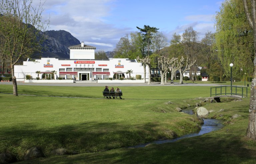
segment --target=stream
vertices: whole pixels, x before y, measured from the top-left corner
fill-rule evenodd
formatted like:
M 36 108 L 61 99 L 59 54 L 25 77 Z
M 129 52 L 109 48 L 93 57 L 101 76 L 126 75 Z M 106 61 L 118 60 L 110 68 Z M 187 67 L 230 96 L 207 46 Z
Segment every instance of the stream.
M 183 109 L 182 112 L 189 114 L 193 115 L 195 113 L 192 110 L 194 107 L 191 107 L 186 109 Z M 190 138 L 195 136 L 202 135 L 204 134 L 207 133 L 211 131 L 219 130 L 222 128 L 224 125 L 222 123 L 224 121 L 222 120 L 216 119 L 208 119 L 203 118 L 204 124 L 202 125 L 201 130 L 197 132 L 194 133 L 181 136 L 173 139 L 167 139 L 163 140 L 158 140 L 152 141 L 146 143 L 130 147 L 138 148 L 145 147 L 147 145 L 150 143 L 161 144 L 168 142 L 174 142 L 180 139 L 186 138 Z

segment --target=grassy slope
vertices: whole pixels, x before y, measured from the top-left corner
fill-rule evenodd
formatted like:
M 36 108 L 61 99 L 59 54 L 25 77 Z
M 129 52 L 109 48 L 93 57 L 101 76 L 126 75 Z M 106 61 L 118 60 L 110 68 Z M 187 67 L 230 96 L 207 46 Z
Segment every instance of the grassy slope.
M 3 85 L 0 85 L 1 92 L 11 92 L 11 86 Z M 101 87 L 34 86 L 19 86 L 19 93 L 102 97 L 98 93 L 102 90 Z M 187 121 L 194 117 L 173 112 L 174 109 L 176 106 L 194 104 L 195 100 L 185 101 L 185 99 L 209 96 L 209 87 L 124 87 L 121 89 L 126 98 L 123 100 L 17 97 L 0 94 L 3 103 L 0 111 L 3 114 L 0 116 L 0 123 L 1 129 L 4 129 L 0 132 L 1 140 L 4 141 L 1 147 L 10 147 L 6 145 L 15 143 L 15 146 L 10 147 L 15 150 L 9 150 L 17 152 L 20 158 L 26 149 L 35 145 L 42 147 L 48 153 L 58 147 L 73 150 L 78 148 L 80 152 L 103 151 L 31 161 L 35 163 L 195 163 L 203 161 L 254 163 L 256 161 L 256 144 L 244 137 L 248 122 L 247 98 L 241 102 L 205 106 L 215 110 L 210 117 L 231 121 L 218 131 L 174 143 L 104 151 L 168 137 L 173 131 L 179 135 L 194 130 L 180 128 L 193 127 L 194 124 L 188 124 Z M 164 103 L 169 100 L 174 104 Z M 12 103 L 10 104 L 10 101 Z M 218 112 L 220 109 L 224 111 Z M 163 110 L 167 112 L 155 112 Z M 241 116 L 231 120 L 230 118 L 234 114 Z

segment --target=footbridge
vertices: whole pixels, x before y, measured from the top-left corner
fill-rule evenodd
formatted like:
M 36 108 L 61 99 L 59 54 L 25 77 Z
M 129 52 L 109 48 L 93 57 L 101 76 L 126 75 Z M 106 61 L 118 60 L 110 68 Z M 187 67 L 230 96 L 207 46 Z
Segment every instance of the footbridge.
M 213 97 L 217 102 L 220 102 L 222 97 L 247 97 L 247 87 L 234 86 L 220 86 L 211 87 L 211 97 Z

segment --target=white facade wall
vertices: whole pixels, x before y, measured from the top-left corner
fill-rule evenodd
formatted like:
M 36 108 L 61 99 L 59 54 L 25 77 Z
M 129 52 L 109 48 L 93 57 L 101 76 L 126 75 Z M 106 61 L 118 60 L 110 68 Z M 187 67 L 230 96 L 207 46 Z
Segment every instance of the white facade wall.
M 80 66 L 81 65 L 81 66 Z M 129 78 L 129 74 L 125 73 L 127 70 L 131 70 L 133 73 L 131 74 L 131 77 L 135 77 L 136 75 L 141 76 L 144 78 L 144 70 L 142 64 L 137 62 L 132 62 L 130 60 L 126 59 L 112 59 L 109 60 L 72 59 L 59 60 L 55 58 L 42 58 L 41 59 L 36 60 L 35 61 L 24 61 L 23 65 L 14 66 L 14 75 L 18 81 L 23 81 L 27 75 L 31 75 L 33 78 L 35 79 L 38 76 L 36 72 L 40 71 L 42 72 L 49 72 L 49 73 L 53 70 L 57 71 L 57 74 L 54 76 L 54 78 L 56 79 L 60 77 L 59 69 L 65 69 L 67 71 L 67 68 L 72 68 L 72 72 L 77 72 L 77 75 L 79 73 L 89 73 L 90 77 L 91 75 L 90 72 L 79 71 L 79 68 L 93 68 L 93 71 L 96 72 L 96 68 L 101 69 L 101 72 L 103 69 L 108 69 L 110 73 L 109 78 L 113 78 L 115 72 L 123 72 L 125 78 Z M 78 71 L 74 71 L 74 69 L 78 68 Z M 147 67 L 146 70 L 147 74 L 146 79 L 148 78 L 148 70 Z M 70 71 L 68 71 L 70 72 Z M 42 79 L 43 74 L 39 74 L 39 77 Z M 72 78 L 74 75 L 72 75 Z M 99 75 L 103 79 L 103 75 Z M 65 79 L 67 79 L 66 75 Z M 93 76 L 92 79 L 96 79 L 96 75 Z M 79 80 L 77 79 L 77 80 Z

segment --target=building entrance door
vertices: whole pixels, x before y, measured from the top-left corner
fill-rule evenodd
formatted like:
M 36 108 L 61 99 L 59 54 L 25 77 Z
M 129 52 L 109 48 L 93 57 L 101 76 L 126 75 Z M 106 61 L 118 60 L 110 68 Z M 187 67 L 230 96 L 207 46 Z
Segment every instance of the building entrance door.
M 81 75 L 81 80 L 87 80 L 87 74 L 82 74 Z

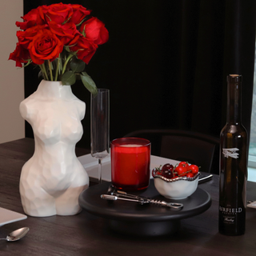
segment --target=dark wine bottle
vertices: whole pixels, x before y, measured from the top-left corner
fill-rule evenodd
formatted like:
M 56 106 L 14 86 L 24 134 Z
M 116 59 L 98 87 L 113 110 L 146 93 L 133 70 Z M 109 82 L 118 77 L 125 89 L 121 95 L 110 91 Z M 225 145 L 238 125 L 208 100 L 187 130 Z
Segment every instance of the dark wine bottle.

——

**STATED TASK**.
Put the lines of the items above into a numbered list, starting at the line that contains "segment --target=white facade wall" and ending at the line that contains "Segment every instance of the white". Include both of those lines and leave out any blank lines.

**PROBLEM SOLUTION**.
1. segment --target=white facade wall
2. vertices: whole pixels, x before y, measured from the top-left corner
3. fill-rule evenodd
4. formatted like:
5. M 36 108 L 61 99 L 59 54 L 25 77 Z
6. M 129 52 L 109 48 L 93 57 L 101 76 L 126 75 Z M 106 61 L 118 60 L 110 68 Z M 187 67 L 230 96 L 207 46 Z
7. Segment every instance of the white facade wall.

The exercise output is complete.